▸ **SOURCE TEXT**:

Destroying the Moon - orbital instability?

The column:

Can we get more discussion on what would cause this instability, and how the Moon prevents it?

The one factor I can think of is moment of inertia. Sure the Moon has a small mass compared to the Earth but considering its distance from the barycenter it would have a high I which may contribute to the stability of the overall system.

Well, here is the SciShow’s take on it (YouTube video).

Basically, it stabilizes the axial tilt. The moon dampens the tendency for the Earth to wobble (due to gravitational effects of the other planets) more than it already does, which gives us more consistent and stable seasons. Without it, the wobble would be much worse, causing more extremes in tilt.

My guts say the Moon is actually causing orbital instability, and that I should lay off Taco Bell food for a while … but what do guts know, eh? The Earth herself wobbles through her orbit, and without the Moon the Earth won’t wobble through her orbit … thus the orbit is more stable … at least more stable than a half dozen soft tacos.

I’m not clear on how the Moon causes waves. I’m not a surfer so maybe I’m missing something but I thought wind causes waves. How did the Moon protect the Earth form asteroid hits, even a 1,000 mile diameter rock hitting the Moon would almost certainly not hit the Earth 250,000 miles away. If anything the Moon slung these rocks towards us.

But I agree … the Moon is not made of cheese … so it has no value to us.

The Earth wobbles, but the Moon keeps it at a mostly stable wallow.

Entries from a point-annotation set
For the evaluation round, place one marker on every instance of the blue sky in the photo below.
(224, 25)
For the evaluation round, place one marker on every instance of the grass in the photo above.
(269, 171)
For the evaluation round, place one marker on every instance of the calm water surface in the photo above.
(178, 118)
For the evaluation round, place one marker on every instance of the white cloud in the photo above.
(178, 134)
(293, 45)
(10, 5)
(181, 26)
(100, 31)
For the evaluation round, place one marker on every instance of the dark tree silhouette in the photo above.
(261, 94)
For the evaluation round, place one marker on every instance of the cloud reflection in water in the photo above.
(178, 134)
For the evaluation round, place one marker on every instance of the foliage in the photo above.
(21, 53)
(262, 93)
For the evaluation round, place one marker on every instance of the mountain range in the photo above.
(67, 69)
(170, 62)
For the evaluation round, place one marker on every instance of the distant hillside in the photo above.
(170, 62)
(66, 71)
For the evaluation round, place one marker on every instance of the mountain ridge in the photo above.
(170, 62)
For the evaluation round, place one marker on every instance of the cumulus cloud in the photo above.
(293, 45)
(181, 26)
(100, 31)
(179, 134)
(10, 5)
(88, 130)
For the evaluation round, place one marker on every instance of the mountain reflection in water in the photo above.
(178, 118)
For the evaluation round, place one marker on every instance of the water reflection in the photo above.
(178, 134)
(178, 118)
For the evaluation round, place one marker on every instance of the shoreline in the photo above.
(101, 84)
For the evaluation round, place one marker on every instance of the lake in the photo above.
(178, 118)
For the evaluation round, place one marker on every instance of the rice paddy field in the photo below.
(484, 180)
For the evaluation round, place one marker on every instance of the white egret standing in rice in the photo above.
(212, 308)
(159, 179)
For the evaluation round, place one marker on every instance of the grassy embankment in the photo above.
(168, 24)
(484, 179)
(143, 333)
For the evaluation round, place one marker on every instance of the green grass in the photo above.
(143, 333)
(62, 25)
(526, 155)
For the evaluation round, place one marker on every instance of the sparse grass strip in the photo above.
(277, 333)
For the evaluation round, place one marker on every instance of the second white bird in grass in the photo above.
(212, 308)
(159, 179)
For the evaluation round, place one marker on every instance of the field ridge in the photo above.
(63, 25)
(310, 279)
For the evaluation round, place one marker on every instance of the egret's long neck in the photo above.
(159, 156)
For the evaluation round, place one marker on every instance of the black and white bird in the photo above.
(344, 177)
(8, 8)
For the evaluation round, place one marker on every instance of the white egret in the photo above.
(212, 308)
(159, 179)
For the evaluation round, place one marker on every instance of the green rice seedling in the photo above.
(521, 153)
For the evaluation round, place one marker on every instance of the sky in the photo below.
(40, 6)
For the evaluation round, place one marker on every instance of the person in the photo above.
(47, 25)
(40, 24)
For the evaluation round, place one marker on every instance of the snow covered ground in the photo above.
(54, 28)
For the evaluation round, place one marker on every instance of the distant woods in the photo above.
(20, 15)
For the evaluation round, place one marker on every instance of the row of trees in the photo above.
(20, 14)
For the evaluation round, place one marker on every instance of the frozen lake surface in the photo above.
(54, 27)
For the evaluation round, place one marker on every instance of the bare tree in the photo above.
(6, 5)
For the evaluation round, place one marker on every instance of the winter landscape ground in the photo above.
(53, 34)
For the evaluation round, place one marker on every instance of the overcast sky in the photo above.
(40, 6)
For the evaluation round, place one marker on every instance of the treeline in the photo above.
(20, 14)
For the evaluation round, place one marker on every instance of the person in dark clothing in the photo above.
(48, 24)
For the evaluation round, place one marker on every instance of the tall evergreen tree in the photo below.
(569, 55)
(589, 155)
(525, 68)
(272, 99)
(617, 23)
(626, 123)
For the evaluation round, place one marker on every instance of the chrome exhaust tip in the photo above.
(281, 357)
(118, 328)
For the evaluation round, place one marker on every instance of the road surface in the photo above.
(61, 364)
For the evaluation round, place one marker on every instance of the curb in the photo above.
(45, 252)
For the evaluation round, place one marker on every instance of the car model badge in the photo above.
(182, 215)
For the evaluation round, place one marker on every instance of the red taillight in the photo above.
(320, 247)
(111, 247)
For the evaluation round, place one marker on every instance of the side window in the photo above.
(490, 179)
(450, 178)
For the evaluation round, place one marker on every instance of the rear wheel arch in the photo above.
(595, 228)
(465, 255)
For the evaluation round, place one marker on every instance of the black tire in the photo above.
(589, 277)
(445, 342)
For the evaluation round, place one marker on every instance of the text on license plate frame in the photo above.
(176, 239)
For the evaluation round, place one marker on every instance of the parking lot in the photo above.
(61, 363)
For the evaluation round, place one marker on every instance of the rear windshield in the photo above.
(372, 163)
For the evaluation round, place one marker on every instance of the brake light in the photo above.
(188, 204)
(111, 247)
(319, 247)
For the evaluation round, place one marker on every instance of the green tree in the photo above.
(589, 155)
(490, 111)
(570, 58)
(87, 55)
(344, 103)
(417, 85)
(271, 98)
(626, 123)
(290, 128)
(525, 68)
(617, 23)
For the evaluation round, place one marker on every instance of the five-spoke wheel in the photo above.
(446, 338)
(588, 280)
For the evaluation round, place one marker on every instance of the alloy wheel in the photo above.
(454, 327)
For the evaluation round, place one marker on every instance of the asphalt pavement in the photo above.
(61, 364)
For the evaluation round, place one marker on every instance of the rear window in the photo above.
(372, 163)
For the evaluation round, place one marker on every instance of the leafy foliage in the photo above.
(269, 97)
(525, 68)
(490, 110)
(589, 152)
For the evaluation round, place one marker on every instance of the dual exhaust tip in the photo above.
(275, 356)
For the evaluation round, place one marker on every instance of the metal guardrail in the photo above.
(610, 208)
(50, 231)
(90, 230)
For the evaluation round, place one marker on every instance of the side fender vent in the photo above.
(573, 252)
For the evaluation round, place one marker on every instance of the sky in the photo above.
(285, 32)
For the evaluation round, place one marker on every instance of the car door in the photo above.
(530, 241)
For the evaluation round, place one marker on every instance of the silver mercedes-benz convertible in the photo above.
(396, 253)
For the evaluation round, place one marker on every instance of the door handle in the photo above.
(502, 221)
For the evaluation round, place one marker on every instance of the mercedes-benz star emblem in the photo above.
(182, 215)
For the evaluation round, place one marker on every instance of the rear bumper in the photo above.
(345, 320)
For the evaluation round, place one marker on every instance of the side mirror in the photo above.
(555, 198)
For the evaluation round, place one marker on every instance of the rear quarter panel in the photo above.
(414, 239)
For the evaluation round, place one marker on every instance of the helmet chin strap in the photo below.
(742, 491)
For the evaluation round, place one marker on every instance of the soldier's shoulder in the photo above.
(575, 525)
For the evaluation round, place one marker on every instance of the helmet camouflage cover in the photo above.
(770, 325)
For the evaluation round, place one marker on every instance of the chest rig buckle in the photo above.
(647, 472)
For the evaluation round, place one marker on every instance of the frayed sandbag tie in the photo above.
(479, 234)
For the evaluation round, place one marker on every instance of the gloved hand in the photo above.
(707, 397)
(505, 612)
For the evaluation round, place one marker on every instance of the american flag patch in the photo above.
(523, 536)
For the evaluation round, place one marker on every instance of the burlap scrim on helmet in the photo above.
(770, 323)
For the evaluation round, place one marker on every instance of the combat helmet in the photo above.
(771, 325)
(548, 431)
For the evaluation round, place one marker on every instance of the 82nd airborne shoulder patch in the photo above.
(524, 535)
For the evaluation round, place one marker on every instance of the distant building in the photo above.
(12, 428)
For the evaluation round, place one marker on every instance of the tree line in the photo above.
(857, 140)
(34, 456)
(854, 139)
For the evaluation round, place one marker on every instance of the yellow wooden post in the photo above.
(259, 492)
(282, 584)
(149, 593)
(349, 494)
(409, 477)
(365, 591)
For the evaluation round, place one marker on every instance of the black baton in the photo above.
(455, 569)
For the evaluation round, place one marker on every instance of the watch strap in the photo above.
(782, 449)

▸ **EXERCISE INSTRUCTIONS**:
- A) Answer these questions about the Moon discussion:
(i) Which factor does the first commenter say might contribute to the stability of the overall system?
(ii) According to the comment on the SciShow video, what does the Moon stabilize?
(iii) What does the commenter who says he is not a surfer believe causes waves?
- B) Pick out every line of the records that contains the word "lake".
The text and the records have no connection to each other.

▸ **ANSWERS FOR THE TASKS**:
- A)
(i) Moment of inertia.
(ii) The Earth's axial tilt.
(iii) Wind.

- B)
For the evaluation round, place one marker on every instance of the lake in the photo above.
For the evaluation round, place one marker on every instance of the frozen lake surface in the photo above.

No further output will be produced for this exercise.